PROBLEM STATEMENT:
Transcribe each entry in full, and leave the images out.

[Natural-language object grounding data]
========

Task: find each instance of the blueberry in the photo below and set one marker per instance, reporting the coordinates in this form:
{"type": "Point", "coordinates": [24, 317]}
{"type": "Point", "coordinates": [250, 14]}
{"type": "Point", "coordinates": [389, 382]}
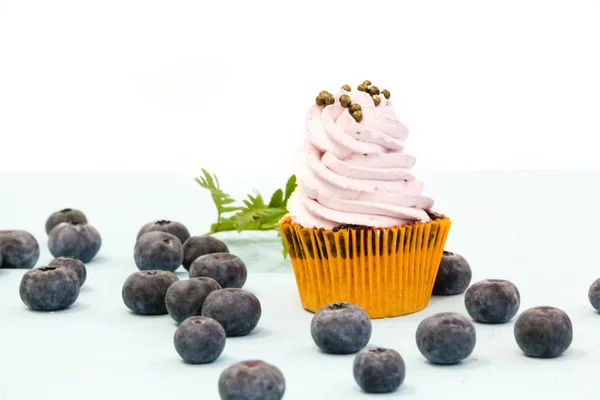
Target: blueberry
{"type": "Point", "coordinates": [185, 298]}
{"type": "Point", "coordinates": [49, 288]}
{"type": "Point", "coordinates": [19, 249]}
{"type": "Point", "coordinates": [251, 380]}
{"type": "Point", "coordinates": [492, 301]}
{"type": "Point", "coordinates": [158, 250]}
{"type": "Point", "coordinates": [237, 310]}
{"type": "Point", "coordinates": [454, 275]}
{"type": "Point", "coordinates": [66, 215]}
{"type": "Point", "coordinates": [144, 291]}
{"type": "Point", "coordinates": [227, 269]}
{"type": "Point", "coordinates": [379, 370]}
{"type": "Point", "coordinates": [174, 228]}
{"type": "Point", "coordinates": [593, 294]}
{"type": "Point", "coordinates": [71, 239]}
{"type": "Point", "coordinates": [341, 328]}
{"type": "Point", "coordinates": [76, 265]}
{"type": "Point", "coordinates": [446, 338]}
{"type": "Point", "coordinates": [199, 340]}
{"type": "Point", "coordinates": [197, 246]}
{"type": "Point", "coordinates": [543, 332]}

========

COMPLETED EXERCISE:
Task: find each instance of the blueberry in the photo below and set one marker per instance, reporting the coordinates in this form:
{"type": "Point", "coordinates": [24, 317]}
{"type": "Point", "coordinates": [250, 14]}
{"type": "Point", "coordinates": [389, 382]}
Target: blueberry
{"type": "Point", "coordinates": [185, 298]}
{"type": "Point", "coordinates": [49, 288]}
{"type": "Point", "coordinates": [19, 249]}
{"type": "Point", "coordinates": [251, 380]}
{"type": "Point", "coordinates": [492, 301]}
{"type": "Point", "coordinates": [158, 250]}
{"type": "Point", "coordinates": [237, 310]}
{"type": "Point", "coordinates": [454, 275]}
{"type": "Point", "coordinates": [66, 215]}
{"type": "Point", "coordinates": [144, 291]}
{"type": "Point", "coordinates": [227, 269]}
{"type": "Point", "coordinates": [379, 370]}
{"type": "Point", "coordinates": [174, 228]}
{"type": "Point", "coordinates": [593, 294]}
{"type": "Point", "coordinates": [71, 239]}
{"type": "Point", "coordinates": [341, 328]}
{"type": "Point", "coordinates": [76, 265]}
{"type": "Point", "coordinates": [446, 338]}
{"type": "Point", "coordinates": [199, 340]}
{"type": "Point", "coordinates": [197, 246]}
{"type": "Point", "coordinates": [543, 332]}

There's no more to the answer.